» Requirement
From the first record through the last, copy each one exactly.

================================

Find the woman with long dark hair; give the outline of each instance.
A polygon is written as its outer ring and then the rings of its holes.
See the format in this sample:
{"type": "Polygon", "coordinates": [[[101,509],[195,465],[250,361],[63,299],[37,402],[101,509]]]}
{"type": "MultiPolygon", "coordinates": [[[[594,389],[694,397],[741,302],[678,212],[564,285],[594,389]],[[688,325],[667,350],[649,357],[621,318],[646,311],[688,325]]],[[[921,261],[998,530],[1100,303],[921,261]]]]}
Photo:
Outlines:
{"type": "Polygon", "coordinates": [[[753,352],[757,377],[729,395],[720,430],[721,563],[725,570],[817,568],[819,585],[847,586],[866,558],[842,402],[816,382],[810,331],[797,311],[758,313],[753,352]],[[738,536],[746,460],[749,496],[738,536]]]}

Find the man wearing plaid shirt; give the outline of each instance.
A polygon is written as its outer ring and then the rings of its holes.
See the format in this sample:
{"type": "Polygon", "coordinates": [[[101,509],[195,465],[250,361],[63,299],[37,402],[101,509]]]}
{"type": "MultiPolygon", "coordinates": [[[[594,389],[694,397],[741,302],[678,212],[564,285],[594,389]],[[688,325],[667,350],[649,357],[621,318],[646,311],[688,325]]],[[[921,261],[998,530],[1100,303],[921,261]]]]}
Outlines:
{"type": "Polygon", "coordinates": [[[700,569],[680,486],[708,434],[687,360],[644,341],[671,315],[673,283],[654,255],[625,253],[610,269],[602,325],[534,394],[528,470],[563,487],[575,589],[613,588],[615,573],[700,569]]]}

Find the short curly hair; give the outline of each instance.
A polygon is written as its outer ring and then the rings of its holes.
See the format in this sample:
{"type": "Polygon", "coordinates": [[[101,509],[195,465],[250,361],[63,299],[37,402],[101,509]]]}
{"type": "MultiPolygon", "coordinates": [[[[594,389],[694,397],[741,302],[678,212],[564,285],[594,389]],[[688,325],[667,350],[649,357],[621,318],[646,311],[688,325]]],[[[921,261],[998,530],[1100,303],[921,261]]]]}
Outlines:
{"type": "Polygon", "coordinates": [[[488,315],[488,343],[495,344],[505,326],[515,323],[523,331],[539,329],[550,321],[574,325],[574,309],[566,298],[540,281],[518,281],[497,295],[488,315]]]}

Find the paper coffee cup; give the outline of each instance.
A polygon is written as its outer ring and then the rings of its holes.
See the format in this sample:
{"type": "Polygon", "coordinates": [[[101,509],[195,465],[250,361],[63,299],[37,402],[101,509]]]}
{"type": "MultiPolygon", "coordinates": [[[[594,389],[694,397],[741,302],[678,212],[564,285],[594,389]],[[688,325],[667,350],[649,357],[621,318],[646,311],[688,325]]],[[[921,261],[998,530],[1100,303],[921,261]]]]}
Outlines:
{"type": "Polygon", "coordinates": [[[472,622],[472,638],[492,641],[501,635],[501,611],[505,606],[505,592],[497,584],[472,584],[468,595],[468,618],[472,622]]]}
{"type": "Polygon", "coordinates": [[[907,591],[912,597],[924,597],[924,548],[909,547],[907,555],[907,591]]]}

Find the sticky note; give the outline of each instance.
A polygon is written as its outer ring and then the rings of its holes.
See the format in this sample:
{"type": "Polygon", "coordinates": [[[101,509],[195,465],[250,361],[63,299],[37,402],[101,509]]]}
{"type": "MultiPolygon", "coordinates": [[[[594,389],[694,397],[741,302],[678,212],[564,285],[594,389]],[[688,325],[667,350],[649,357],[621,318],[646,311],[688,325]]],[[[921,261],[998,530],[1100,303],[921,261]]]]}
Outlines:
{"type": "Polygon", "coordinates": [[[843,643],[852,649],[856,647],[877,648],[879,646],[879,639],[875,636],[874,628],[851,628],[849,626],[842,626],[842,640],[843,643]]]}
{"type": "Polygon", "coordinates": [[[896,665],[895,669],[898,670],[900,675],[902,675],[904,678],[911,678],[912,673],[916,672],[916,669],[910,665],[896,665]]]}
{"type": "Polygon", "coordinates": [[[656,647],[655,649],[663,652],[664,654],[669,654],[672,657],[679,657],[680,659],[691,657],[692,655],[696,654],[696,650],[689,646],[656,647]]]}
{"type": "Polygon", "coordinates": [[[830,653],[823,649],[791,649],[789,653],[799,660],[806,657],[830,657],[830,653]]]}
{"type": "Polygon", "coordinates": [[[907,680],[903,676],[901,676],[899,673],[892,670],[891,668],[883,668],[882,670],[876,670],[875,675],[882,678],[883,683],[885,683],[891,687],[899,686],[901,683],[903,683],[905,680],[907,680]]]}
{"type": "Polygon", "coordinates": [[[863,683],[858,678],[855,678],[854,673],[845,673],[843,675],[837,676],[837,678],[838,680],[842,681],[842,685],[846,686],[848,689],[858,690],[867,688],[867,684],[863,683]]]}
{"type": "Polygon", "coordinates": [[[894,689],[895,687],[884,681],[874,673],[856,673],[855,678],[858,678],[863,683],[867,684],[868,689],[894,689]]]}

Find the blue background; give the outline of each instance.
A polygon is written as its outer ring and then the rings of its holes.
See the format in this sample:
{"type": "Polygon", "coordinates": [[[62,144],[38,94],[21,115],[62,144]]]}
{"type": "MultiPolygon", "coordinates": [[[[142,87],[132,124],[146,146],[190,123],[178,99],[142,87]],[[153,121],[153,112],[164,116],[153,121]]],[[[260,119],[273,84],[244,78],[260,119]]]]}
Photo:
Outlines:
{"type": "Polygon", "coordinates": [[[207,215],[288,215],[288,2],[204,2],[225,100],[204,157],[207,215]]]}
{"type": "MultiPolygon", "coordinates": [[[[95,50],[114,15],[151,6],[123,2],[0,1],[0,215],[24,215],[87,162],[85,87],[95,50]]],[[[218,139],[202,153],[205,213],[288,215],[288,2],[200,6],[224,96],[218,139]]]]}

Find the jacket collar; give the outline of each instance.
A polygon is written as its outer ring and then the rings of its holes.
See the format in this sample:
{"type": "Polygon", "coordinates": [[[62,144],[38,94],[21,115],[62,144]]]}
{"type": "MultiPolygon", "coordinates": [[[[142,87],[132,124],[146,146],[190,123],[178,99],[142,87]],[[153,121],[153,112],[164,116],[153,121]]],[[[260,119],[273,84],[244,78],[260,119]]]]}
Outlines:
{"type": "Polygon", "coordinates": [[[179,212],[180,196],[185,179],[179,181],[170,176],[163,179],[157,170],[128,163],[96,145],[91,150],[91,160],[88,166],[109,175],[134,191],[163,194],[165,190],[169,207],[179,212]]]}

================================

» Your solution
Find the woman with long dark hair; give the outline of each instance.
A polygon is written as its outer ring and then the rings of its holes.
See the format in this sample:
{"type": "Polygon", "coordinates": [[[101,509],[195,465],[250,361],[63,299],[37,402],[101,509]]]}
{"type": "MultiPolygon", "coordinates": [[[[594,389],[694,397],[741,302],[678,212],[564,285],[594,389]],[[688,325],[667,350],[649,357],[621,318],[646,311],[688,325]]],[[[921,261],[998,530],[1100,303],[921,261]]]]}
Photo:
Outlines:
{"type": "Polygon", "coordinates": [[[753,352],[757,377],[729,395],[720,430],[721,563],[725,570],[817,568],[819,585],[847,586],[866,558],[842,402],[816,382],[810,331],[797,311],[758,313],[753,352]],[[738,536],[746,460],[749,496],[738,536]]]}

Find the man wearing plaid shirt; give the outline of each instance.
A polygon is written as its outer ring and then the rings of its holes.
See the format in this sample:
{"type": "Polygon", "coordinates": [[[101,509],[195,465],[250,361],[63,299],[37,402],[101,509]]]}
{"type": "MultiPolygon", "coordinates": [[[[594,389],[694,397],[741,302],[678,212],[564,285],[594,389]],[[688,325],[667,350],[649,357],[621,318],[646,311],[688,325]]],[[[921,261],[998,530],[1100,303],[921,261]]]]}
Outlines:
{"type": "Polygon", "coordinates": [[[700,569],[680,486],[708,434],[687,360],[644,341],[671,315],[673,283],[654,255],[625,253],[610,269],[602,325],[534,394],[528,470],[563,487],[575,589],[613,588],[615,573],[700,569]]]}

Find the short curly hair; give the outline of each instance.
A polygon is written as its outer ring and then the rings of its holes.
See the format in this sample:
{"type": "Polygon", "coordinates": [[[101,509],[195,465],[250,361],[63,299],[37,402],[101,509]]]}
{"type": "MultiPolygon", "coordinates": [[[[594,389],[694,397],[741,302],[678,212],[564,285],[594,389]],[[688,325],[667,350],[649,357],[621,318],[646,311],[688,325]]],[[[921,261],[998,530],[1100,303],[921,261]]]]}
Outlines:
{"type": "Polygon", "coordinates": [[[488,315],[488,343],[495,344],[505,326],[515,323],[523,331],[539,329],[550,321],[574,325],[574,309],[566,298],[540,281],[518,281],[497,295],[488,315]]]}

Find the paper coffee cup; give the outline of each instance.
A polygon is written as its outer ring and then the rings of its holes.
See the format in this sample:
{"type": "Polygon", "coordinates": [[[101,509],[195,465],[250,361],[63,299],[37,402],[101,509]]]}
{"type": "MultiPolygon", "coordinates": [[[[594,389],[694,397],[741,302],[678,212],[564,285],[594,389]],[[688,325],[667,350],[649,357],[621,318],[646,311],[688,325]]],[[[921,261],[998,530],[1100,303],[921,261]]]]}
Outlines:
{"type": "Polygon", "coordinates": [[[472,622],[472,638],[492,641],[501,635],[501,611],[505,606],[505,592],[497,584],[472,584],[468,595],[468,618],[472,622]]]}
{"type": "Polygon", "coordinates": [[[907,591],[912,597],[924,597],[924,548],[909,547],[907,555],[907,591]]]}

Find the sticky note; give the outline of each instance.
A polygon is written as its outer ring and then the rings of its holes.
See the format in this sample:
{"type": "Polygon", "coordinates": [[[101,509],[195,465],[250,361],[63,299],[37,402],[101,509]]]}
{"type": "MultiPolygon", "coordinates": [[[[594,389],[694,397],[741,302],[678,212],[564,285],[594,389]],[[688,325],[667,350],[649,357],[621,318],[646,311],[688,325]]],[[[921,261],[998,530],[1100,303],[921,261]]]]}
Outlines:
{"type": "Polygon", "coordinates": [[[843,643],[852,649],[856,647],[877,648],[879,646],[879,639],[875,636],[874,628],[851,628],[849,626],[842,626],[842,640],[843,643]]]}
{"type": "Polygon", "coordinates": [[[896,665],[895,669],[898,670],[900,675],[902,675],[904,678],[911,678],[912,673],[916,672],[916,669],[910,665],[896,665]]]}
{"type": "Polygon", "coordinates": [[[656,647],[655,649],[663,652],[664,654],[669,654],[672,657],[679,657],[680,659],[691,657],[692,655],[696,654],[696,650],[689,646],[656,647]]]}
{"type": "Polygon", "coordinates": [[[830,653],[823,649],[791,649],[789,653],[799,660],[806,657],[830,657],[830,653]]]}
{"type": "Polygon", "coordinates": [[[907,680],[903,676],[901,676],[899,673],[892,670],[891,668],[883,668],[882,670],[876,670],[875,675],[882,678],[883,683],[885,683],[891,687],[899,686],[901,683],[903,683],[905,680],[907,680]]]}
{"type": "Polygon", "coordinates": [[[863,683],[858,678],[855,678],[854,673],[845,673],[843,675],[837,676],[837,678],[838,680],[842,681],[842,685],[846,686],[848,689],[858,690],[867,688],[867,684],[863,683]]]}
{"type": "Polygon", "coordinates": [[[894,689],[895,687],[884,681],[874,673],[856,673],[855,678],[858,678],[863,683],[867,684],[868,689],[894,689]]]}

Find the blue background; give the outline of each instance.
A polygon is written as its outer ring and then the rings of its holes.
See the format in this sample:
{"type": "Polygon", "coordinates": [[[62,144],[38,94],[21,115],[62,144]]]}
{"type": "MultiPolygon", "coordinates": [[[[142,87],[132,124],[146,146],[190,123],[178,99],[142,87]],[[153,121],[153,112],[164,116],[153,121]]],[[[260,119],[273,84],[244,78],[260,119]]]]}
Photo:
Outlines:
{"type": "Polygon", "coordinates": [[[207,215],[288,215],[288,2],[204,2],[225,100],[204,157],[207,215]]]}
{"type": "MultiPolygon", "coordinates": [[[[95,50],[114,15],[151,6],[123,2],[0,1],[0,215],[24,215],[87,162],[85,87],[95,50]]],[[[218,139],[202,153],[205,213],[288,215],[288,2],[200,6],[224,96],[218,139]]]]}

Find the jacket collar; give the outline of each instance.
A polygon is written as its outer ring and then the rings of its holes.
See the format in this sample:
{"type": "Polygon", "coordinates": [[[62,144],[38,94],[21,115],[62,144]]]}
{"type": "MultiPolygon", "coordinates": [[[[142,87],[132,124],[146,146],[190,123],[178,99],[142,87]],[[153,121],[153,112],[164,116],[153,121]]],[[[260,119],[273,84],[244,78],[260,119]]]]}
Outlines:
{"type": "Polygon", "coordinates": [[[179,212],[180,196],[185,179],[179,181],[170,176],[163,179],[157,170],[128,163],[96,145],[91,150],[91,160],[88,166],[109,175],[134,191],[163,194],[165,190],[169,207],[179,212]]]}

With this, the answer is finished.